Page excerpt ::
Amazon Mechanical Turk (MTurk) is a crowdsourcing website for businesses to hire remotely located "crowdworkers" to perform discrete on-demand tasks that computers are currently unable to do. It is operated under Amazon Web Services, and is owned by Amazon. Employers (known as requesters) post jobs known as Human Intelligence Tasks (HITs), such as identifying specific content in an image or video, writing product descriptions, or answering survey questions. Workers, colloquially known as Turkers or crowdworkers, browse among existing jobs and complete them in exchange for a fee set by the employer. To place jobs, the requesting programs use an open application programming interface (API), or the more limited MTurk Requester site. As of April 2019, Requesters could register from 49 approved countries.

History 
The service was conceived by Venky Harinarayan in a US patent disclosure in 2001. Amazon coined the term artificial artificial intelligence for processes outsourcing some parts of a computer program to humans, for those tasks carried out much faster by humans than computers. It is claimed that Jeff Bezos was responsible for the concept that led to Amazon's Mechanical Turk being developed to realize this process.

Stated problem 1 :: In the Amazon Mechanical Turk text, what are employers who post jobs called?
Stated problem 2 :: Reproduce the part of the Amazon Mechanical Turk text starting with "Amazon Mechanical Turk" and going on through "49 approved countries.".
Stated problem 3 :: Continue the Amazon Mechanical Turk text past its final sentence.

(Point-labeling examples)
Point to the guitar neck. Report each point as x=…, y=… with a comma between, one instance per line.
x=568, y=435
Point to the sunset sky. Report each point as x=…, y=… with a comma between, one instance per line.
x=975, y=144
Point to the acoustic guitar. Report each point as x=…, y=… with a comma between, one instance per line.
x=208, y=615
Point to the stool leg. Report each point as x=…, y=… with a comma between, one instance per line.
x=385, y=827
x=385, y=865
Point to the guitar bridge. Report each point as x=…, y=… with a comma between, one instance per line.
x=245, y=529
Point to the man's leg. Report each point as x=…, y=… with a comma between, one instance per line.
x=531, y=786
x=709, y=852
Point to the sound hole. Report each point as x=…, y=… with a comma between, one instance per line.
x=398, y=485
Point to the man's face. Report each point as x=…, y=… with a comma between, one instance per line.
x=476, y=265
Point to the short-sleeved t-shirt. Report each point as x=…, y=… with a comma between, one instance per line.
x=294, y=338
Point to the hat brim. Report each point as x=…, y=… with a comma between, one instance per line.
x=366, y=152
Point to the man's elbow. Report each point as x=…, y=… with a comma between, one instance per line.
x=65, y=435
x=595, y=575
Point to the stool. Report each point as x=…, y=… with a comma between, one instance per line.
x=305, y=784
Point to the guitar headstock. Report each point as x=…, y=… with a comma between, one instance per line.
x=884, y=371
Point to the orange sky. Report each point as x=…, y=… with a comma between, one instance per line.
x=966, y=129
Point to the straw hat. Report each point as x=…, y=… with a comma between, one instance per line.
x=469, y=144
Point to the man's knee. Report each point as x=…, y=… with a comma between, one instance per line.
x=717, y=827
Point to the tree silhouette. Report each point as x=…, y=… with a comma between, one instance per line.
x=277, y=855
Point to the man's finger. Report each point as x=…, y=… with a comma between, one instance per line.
==
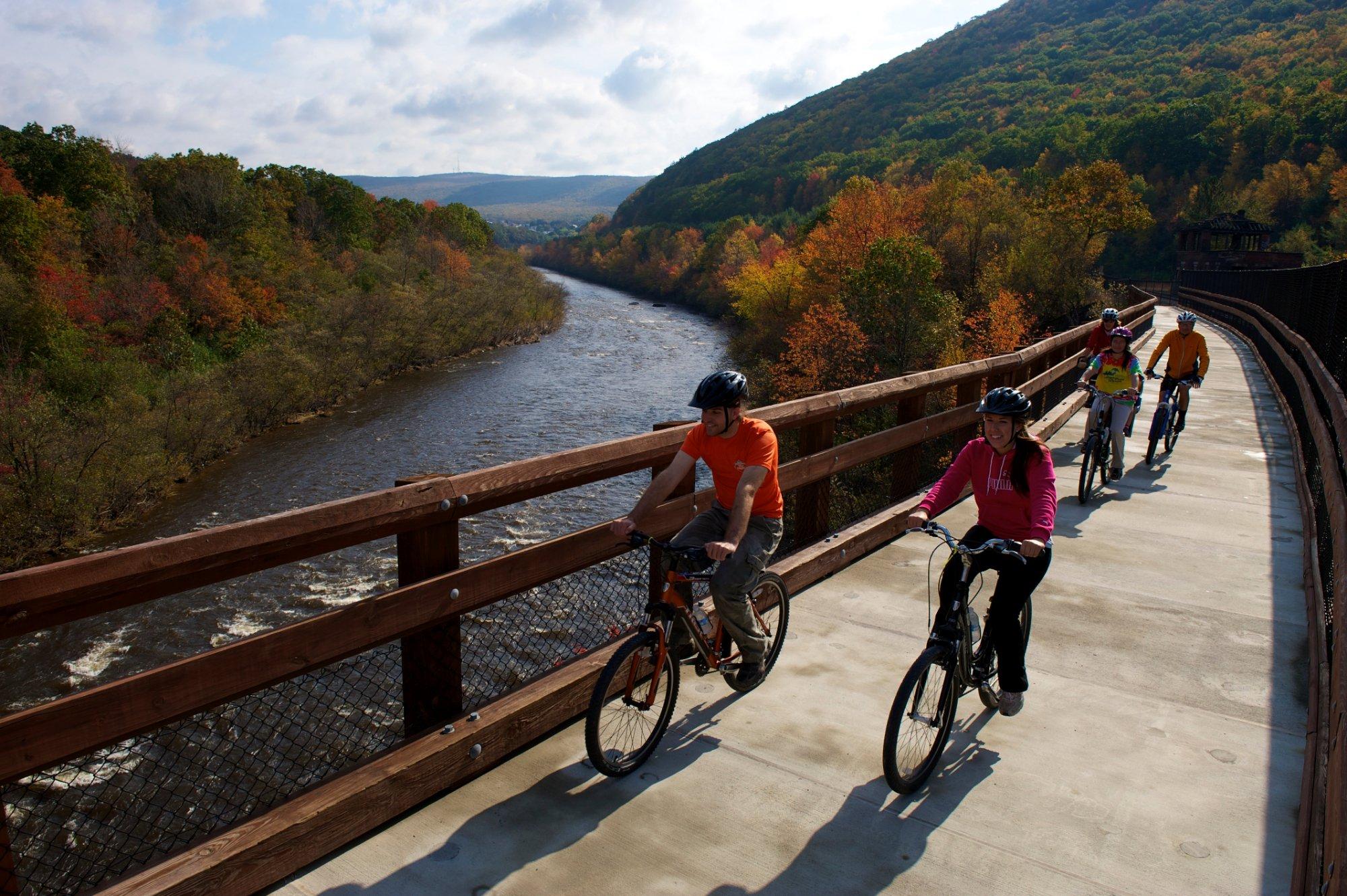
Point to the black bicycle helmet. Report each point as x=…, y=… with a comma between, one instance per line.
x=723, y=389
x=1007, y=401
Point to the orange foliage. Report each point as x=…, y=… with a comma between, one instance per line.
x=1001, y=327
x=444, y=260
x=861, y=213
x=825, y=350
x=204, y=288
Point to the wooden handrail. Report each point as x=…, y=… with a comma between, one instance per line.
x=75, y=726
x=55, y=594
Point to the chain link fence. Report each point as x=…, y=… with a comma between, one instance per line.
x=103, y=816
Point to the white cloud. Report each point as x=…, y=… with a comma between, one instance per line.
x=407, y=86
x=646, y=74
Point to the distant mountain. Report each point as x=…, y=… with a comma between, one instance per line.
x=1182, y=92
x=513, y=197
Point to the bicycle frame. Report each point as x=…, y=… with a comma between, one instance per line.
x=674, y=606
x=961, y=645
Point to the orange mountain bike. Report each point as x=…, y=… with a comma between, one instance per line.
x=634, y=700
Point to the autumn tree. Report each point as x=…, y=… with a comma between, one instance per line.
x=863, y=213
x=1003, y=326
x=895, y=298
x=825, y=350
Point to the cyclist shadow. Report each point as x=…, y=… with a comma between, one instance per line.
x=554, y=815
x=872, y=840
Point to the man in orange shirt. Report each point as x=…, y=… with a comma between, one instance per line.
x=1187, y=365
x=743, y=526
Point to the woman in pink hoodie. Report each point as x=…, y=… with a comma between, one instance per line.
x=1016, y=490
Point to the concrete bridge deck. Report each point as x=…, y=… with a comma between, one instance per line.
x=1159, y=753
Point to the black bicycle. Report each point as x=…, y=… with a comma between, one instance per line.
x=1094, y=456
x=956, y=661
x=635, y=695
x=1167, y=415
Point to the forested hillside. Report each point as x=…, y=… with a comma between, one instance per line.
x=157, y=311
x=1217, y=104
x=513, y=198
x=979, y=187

Written reply 1 :: They are called requesters.

Written reply 2 ::
Amazon Mechanical Turk (MTurk) is a crowdsourcing website for businesses to hire remotely located "crowdworkers" to perform discrete on-demand tasks that computers are currently unable to do. It is operated under Amazon Web Services, and is owned by Amazon. Employers (known as requesters) post jobs known as Human Intelligence Tasks (HITs), such as identifying specific content in an image or video, writing product descriptions, or answering survey questions. Workers, colloquially known as Turkers or crowdworkers, browse among existing jobs and complete them in exchange for a fee set by the employer. To place jobs, the requesting programs use an open application programming interface (API), or the more limited MTurk Requester site. As of April 2019, Requesters could register from 49 approved countries.

Written reply 3 ::
The name Mechanical Turk was inspired by "The Turk", an 18th-century chess-playing automaton made by Wolfgang von Kempelen that toured Europe, beating both Napoleon Bonaparte and Benjamin Franklin. It was later revealed that this "machine" was not an automaton at all, but was, in fact, a human chess master hidden in the cabinet beneath the board and controlling the movements of a humanoid dummy. Likewise, the Mechanical Turk online service uses remote human labor hidden behind a computer interface to help employers perform tasks that are not possible using a true machine.

MTurk was launched publicly on November 2, 2005. Following its launch, the Mechanical Turk user base grew quickly. In early- to mid-November 2005, there were tens of thousands of jobs, all of them uploaded to the system by Amazon itself for some of its internal tasks that required human intelligence. HIT types have expanded to include transcribing, rating, image tagging, surveys, and writing.

In March 2007, there were reportedly more than 100,000 workers in over 100 countries. This increased to over 500,000 registered workers from over 190 countries in January 2011. In the same year, Techlist published an interactive map pinpointing the locations of 50,000 of their MTurk workers around the world. By 2018, research had demonstrated that while there were over 100,000 workers available on the platform at any time, only around 2000 were actively working.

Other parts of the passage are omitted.